** START Material **

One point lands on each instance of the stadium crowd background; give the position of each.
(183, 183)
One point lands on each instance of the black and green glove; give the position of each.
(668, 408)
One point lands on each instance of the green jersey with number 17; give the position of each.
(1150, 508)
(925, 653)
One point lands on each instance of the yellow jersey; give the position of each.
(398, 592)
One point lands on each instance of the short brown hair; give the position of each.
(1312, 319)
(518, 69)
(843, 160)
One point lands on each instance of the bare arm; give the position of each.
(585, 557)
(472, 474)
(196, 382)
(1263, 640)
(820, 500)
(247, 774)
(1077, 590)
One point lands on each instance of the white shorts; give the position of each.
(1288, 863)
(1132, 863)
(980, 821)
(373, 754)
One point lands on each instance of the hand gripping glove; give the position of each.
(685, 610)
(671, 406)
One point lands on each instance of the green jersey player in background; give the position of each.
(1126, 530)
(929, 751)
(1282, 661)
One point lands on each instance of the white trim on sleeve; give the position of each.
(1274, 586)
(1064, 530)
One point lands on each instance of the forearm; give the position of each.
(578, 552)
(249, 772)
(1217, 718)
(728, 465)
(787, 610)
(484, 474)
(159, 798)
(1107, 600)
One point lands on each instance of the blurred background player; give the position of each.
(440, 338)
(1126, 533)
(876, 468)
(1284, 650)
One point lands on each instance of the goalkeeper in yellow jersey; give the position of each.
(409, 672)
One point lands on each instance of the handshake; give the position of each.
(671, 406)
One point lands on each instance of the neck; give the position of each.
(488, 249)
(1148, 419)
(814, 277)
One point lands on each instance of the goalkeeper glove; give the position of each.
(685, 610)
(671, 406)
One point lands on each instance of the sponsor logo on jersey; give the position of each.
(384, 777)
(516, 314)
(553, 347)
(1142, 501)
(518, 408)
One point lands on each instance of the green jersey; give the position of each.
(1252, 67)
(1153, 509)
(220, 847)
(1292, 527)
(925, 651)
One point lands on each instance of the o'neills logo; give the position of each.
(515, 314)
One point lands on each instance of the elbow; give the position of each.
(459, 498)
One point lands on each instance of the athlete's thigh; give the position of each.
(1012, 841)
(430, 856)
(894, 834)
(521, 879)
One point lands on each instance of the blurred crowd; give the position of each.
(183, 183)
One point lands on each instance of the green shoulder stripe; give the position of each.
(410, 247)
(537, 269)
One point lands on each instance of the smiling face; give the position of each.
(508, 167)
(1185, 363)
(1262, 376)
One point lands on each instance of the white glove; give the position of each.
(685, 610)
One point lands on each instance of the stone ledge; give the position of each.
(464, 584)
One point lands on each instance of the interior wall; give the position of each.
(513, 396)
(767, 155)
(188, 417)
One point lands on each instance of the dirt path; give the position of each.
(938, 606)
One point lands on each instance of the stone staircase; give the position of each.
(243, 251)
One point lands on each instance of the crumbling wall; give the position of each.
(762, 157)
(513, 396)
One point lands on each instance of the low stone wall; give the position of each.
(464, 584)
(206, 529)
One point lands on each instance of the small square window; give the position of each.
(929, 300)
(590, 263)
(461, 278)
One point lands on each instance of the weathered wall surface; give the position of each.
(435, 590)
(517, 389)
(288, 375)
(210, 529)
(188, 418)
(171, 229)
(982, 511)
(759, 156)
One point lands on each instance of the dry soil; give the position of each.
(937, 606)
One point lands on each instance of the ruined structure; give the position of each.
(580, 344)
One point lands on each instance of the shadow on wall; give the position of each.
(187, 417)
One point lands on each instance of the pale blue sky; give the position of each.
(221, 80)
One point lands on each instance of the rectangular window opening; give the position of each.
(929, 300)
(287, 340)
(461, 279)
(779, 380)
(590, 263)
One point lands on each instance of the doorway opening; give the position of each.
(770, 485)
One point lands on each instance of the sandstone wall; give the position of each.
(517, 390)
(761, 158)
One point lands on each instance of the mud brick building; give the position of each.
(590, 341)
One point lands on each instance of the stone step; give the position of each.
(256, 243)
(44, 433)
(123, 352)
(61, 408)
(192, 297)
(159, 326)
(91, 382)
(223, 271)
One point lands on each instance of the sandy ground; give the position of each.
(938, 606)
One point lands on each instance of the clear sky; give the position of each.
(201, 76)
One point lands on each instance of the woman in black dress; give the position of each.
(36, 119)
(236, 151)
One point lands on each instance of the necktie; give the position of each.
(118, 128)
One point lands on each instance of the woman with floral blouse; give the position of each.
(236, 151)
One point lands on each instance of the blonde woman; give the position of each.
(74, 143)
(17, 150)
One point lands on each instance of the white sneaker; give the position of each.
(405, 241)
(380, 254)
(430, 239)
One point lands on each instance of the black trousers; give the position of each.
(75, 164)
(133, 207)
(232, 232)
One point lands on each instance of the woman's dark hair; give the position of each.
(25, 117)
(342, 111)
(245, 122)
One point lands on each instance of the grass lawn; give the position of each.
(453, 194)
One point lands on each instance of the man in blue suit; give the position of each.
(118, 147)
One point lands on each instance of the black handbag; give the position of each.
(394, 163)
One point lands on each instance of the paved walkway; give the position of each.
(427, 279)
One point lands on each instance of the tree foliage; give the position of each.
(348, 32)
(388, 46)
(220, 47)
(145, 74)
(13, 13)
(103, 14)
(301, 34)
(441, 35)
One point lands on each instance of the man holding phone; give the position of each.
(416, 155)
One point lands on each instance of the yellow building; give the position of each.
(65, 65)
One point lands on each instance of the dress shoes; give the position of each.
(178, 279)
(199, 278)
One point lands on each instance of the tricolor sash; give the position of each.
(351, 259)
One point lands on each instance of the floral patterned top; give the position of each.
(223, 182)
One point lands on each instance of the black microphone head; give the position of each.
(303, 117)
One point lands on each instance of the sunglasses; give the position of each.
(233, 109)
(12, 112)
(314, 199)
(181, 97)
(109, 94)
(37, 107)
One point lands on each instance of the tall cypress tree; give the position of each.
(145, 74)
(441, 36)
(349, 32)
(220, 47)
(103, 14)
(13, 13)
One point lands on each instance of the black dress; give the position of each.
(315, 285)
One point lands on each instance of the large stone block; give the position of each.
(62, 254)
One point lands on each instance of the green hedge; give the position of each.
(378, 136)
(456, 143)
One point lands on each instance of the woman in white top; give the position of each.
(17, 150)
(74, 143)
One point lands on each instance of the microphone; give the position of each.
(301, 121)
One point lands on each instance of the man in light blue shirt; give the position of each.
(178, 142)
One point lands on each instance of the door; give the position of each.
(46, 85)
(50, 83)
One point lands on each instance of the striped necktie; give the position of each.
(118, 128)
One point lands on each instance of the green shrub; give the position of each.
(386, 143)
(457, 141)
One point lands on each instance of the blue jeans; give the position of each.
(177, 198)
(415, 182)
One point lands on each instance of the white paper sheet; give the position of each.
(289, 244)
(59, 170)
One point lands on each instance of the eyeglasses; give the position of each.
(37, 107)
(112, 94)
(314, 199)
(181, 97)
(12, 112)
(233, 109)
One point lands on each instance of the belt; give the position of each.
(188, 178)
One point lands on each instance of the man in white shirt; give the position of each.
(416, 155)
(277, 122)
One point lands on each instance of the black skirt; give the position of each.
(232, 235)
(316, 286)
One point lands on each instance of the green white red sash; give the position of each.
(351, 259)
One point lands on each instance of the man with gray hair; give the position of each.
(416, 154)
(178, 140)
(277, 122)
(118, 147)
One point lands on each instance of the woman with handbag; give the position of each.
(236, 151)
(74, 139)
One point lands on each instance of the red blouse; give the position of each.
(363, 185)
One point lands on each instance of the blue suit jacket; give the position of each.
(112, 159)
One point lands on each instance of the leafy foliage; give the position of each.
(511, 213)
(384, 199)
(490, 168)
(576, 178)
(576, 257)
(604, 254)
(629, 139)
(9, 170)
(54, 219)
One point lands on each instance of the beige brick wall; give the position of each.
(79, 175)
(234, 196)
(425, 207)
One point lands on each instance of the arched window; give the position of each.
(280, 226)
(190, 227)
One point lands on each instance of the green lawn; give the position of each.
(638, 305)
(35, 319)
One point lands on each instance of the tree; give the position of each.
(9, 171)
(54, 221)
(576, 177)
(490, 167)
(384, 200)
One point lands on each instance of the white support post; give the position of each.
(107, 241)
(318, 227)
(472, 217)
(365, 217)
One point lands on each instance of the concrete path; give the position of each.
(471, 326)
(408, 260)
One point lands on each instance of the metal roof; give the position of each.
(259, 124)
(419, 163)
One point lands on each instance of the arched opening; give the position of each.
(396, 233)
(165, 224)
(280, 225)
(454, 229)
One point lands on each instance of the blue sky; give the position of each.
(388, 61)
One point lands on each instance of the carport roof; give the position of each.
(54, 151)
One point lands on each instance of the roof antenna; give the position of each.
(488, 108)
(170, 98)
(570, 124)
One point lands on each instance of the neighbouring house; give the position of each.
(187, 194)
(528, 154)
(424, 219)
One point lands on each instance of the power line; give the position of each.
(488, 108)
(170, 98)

** END Material **

» The exercise: Please rename "white shorts" to "white trunks" in everything from the line containing "One point lands on each instance of the yellow jersey;" down to the line containing "(1107, 600)", and give back only those lines with nothing else changed.

» Exercise solution:
One point lands on each instance of the yellow jersey; give the position of each.
(398, 592)
One point lands on each instance of the short brown hair; give the position of each.
(1312, 319)
(518, 69)
(843, 160)
One point lands on each instance of the bare arm; give the position of each.
(585, 557)
(472, 474)
(196, 382)
(1263, 640)
(820, 500)
(247, 774)
(1077, 590)
One point lands on each instance of the white trunks; give the position of each.
(1288, 863)
(1132, 863)
(980, 821)
(373, 754)
One point lands on each instance of the hand gripping glove; give the position of each.
(685, 610)
(671, 406)
One point lands on each instance of the green jersey player in background; give the position of each.
(1126, 530)
(929, 751)
(1282, 661)
One point lands on each instance of the white trim on sleeve; give the position of each.
(1274, 586)
(1064, 530)
One point lands on each instance of the forearm; give the position of each.
(578, 552)
(249, 772)
(1217, 718)
(728, 465)
(787, 610)
(484, 474)
(159, 798)
(1107, 600)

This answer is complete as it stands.